DATASET CONTENT.
-- START --

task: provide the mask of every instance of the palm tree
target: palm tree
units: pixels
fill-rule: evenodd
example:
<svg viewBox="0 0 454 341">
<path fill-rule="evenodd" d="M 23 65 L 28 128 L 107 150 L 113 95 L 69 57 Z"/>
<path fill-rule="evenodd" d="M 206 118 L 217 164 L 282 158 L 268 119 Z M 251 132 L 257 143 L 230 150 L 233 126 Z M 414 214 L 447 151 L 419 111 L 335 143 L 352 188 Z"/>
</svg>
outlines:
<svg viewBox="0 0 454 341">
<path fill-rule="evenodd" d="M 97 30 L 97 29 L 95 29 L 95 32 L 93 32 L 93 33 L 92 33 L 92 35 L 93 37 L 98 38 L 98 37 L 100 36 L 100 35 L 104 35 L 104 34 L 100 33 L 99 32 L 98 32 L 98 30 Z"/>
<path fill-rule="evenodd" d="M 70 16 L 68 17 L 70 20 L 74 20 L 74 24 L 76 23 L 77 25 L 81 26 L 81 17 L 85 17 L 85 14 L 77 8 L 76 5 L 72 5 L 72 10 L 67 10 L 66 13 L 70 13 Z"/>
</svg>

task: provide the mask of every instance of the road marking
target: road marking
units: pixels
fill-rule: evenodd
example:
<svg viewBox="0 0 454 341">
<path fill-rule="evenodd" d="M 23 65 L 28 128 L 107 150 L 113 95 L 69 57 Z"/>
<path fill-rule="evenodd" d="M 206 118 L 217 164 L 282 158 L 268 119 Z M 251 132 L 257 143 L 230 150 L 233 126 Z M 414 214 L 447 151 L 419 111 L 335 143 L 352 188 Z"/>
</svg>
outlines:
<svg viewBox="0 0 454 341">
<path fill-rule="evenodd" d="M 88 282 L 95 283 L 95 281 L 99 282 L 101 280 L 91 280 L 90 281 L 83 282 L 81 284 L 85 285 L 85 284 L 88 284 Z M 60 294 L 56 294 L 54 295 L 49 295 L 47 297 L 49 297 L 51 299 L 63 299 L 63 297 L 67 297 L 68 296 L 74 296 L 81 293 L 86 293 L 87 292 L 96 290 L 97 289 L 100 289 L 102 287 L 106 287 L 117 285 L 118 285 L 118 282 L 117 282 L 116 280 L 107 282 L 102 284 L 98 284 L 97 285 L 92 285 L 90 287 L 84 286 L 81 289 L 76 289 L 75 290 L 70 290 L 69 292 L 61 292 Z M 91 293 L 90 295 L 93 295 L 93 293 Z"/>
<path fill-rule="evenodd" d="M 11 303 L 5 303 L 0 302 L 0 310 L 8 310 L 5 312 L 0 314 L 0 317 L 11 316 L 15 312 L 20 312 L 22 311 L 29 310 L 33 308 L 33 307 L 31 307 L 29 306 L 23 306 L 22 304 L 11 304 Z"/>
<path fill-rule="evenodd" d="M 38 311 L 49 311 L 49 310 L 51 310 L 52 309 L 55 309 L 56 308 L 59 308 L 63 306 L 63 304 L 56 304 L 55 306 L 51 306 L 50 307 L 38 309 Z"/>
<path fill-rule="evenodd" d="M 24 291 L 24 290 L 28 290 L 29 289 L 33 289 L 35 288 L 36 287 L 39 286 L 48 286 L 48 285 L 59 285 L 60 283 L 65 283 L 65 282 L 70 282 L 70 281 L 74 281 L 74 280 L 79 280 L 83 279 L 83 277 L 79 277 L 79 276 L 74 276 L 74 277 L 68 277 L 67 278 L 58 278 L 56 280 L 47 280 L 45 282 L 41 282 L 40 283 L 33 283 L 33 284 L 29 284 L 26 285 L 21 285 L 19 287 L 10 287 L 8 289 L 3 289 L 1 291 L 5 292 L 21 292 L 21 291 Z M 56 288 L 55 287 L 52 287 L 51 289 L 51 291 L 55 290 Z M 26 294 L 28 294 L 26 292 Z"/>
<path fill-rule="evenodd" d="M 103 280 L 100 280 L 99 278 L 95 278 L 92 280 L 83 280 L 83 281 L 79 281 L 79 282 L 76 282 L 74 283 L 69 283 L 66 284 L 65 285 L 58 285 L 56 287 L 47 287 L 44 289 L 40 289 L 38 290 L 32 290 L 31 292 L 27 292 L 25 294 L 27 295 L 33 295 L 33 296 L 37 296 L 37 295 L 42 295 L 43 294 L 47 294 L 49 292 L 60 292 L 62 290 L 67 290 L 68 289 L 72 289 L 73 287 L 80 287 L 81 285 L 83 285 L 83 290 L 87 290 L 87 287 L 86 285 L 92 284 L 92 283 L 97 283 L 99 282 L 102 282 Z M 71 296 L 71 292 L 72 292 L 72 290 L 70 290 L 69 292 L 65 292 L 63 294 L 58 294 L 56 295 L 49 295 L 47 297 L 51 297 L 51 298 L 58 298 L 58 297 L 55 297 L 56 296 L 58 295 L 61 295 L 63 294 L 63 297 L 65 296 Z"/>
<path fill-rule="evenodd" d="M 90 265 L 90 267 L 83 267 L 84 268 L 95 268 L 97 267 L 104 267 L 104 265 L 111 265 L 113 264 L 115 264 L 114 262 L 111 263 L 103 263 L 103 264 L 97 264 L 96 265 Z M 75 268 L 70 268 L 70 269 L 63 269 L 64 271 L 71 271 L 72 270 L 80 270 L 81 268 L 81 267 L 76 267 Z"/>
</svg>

-- END --

INSTRUCTION.
Pick out every line above that contains the word "mask" and copy each one in full.

EXERCISE SOLUTION.
task: provide the mask of every instance of the palm tree
task: provide the mask of every instance of the road marking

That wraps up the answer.